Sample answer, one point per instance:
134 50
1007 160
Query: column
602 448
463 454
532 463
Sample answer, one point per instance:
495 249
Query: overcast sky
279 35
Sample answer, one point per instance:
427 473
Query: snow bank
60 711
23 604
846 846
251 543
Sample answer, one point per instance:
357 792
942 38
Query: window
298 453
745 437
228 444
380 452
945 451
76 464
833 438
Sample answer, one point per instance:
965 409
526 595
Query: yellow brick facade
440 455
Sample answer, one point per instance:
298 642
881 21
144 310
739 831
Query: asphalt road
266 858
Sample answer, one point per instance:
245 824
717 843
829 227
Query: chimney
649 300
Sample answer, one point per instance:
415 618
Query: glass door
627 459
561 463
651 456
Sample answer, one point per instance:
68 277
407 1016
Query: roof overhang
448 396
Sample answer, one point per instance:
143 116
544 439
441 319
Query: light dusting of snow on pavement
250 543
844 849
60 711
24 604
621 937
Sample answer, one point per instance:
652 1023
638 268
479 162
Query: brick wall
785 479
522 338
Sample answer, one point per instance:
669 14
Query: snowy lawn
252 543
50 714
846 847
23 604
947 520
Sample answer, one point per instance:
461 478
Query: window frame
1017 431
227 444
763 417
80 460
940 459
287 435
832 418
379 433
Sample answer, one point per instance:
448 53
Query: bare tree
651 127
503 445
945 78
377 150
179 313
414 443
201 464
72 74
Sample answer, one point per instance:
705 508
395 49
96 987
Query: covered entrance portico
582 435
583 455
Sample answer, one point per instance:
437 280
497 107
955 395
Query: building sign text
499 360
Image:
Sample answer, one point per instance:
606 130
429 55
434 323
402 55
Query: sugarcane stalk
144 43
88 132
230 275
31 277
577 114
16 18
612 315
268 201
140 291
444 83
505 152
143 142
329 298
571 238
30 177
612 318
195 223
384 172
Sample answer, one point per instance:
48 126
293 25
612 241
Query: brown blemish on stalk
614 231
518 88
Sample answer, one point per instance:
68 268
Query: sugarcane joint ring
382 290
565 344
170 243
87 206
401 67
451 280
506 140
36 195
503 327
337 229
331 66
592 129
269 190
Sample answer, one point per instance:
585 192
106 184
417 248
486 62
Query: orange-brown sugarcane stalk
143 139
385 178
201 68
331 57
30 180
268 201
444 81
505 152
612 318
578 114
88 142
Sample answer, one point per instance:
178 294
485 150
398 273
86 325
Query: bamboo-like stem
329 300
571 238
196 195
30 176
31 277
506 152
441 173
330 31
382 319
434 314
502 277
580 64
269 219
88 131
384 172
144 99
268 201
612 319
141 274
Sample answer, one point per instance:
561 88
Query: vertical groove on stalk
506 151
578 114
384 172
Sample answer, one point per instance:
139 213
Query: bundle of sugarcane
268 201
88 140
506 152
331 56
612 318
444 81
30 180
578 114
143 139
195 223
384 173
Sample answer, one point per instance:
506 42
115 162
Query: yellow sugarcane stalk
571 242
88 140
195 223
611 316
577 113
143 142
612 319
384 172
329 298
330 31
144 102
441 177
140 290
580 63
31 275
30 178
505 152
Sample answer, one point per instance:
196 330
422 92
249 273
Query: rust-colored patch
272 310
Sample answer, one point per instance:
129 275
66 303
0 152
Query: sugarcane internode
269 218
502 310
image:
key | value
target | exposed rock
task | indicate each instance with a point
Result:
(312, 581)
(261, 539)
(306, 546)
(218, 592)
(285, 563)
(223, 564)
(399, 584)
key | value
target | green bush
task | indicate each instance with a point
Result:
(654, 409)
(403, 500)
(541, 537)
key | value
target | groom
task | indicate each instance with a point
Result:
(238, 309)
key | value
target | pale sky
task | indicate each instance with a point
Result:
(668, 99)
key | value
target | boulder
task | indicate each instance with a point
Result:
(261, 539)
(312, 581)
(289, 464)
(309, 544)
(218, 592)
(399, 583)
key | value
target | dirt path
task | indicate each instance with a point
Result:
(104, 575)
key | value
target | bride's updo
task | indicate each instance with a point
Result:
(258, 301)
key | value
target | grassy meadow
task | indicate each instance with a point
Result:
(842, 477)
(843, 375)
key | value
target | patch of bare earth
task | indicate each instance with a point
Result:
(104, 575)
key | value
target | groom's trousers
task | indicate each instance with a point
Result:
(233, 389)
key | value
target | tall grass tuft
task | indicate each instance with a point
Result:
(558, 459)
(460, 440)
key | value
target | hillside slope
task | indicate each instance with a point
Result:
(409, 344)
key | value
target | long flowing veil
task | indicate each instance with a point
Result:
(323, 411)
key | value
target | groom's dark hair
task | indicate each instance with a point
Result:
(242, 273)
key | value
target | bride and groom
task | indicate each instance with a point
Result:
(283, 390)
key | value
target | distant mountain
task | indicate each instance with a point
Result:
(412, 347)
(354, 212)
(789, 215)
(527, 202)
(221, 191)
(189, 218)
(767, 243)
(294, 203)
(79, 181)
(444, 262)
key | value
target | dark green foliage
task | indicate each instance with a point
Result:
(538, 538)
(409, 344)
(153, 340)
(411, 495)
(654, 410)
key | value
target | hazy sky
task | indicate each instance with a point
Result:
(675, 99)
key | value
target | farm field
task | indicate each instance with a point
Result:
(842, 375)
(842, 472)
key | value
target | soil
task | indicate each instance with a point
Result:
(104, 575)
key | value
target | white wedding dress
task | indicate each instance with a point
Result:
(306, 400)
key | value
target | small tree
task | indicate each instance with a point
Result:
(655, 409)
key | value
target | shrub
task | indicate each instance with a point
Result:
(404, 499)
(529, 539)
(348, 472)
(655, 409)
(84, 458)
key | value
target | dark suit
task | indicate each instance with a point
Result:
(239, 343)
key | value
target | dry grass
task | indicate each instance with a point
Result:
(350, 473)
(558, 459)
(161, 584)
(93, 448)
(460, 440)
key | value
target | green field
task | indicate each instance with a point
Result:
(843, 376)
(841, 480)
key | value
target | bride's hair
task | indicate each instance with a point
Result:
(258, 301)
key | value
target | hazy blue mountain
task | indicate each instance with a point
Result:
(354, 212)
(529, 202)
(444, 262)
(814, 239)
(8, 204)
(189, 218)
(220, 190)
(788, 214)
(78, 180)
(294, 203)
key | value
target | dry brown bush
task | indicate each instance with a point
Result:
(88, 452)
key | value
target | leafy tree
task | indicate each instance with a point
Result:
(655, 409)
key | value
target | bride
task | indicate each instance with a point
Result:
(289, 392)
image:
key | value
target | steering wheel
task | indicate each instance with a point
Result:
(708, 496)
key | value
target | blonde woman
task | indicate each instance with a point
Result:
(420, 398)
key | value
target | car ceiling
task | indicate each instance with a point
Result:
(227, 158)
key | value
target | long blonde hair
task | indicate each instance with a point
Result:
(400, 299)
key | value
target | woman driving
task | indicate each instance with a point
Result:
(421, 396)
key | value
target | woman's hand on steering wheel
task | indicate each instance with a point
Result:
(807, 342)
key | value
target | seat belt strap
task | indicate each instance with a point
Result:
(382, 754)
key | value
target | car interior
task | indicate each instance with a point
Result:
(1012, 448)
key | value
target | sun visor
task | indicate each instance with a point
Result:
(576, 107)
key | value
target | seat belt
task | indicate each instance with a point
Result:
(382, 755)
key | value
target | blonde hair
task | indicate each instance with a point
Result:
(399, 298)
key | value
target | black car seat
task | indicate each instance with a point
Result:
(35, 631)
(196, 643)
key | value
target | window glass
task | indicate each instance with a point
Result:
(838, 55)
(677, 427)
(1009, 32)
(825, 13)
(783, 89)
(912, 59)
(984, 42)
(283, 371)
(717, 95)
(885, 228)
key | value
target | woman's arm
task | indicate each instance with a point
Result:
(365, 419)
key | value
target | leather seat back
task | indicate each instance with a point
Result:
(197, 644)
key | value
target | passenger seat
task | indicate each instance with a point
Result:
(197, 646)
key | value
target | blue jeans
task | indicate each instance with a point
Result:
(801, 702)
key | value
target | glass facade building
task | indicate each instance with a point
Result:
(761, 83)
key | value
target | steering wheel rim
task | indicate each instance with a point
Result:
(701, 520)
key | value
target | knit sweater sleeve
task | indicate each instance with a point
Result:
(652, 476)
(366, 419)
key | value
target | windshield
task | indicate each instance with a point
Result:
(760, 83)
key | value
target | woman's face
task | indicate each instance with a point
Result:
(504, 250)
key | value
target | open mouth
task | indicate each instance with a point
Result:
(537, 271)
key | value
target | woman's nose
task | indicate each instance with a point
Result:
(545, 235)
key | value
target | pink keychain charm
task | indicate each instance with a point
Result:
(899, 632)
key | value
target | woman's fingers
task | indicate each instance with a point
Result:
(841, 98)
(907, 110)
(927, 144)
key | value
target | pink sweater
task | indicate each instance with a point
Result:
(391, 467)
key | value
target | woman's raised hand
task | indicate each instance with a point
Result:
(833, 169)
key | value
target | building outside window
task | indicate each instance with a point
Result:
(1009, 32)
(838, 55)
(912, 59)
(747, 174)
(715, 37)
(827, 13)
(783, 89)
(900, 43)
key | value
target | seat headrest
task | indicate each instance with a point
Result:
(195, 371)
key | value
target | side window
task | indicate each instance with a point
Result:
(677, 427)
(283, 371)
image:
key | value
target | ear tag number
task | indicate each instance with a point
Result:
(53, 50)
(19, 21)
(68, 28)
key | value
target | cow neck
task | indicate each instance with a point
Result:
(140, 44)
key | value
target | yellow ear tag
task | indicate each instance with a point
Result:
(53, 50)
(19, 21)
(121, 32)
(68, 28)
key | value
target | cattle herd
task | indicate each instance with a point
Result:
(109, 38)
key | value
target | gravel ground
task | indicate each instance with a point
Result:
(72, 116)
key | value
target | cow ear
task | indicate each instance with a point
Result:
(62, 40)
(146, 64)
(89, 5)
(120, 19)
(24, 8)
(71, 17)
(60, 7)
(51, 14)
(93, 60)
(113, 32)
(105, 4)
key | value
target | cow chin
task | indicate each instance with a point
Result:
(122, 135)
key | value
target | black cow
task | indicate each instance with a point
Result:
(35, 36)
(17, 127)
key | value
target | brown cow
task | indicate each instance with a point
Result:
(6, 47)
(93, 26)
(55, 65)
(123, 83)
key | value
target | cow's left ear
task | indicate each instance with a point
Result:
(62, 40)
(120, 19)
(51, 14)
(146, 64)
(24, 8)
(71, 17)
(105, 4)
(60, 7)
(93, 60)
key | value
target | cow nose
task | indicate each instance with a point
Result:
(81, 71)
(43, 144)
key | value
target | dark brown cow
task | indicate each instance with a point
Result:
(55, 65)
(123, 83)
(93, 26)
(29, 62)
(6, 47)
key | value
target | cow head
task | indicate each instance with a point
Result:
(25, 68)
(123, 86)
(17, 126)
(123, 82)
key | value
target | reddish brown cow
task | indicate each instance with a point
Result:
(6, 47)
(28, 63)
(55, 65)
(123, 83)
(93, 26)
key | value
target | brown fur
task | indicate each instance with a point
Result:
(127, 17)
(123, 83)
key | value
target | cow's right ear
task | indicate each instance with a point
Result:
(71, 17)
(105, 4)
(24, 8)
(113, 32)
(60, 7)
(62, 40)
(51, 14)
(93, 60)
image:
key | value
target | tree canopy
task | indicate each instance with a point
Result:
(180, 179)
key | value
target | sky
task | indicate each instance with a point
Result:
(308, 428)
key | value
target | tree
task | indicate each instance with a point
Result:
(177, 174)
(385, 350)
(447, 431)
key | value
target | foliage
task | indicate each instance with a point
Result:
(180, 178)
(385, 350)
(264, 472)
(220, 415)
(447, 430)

####################

### [AIM OF THE EXERCISE]
Say how many lines in the records hold the string "foliage". Give no other words.

### [SOLUTION TO THE PROBLEM]
2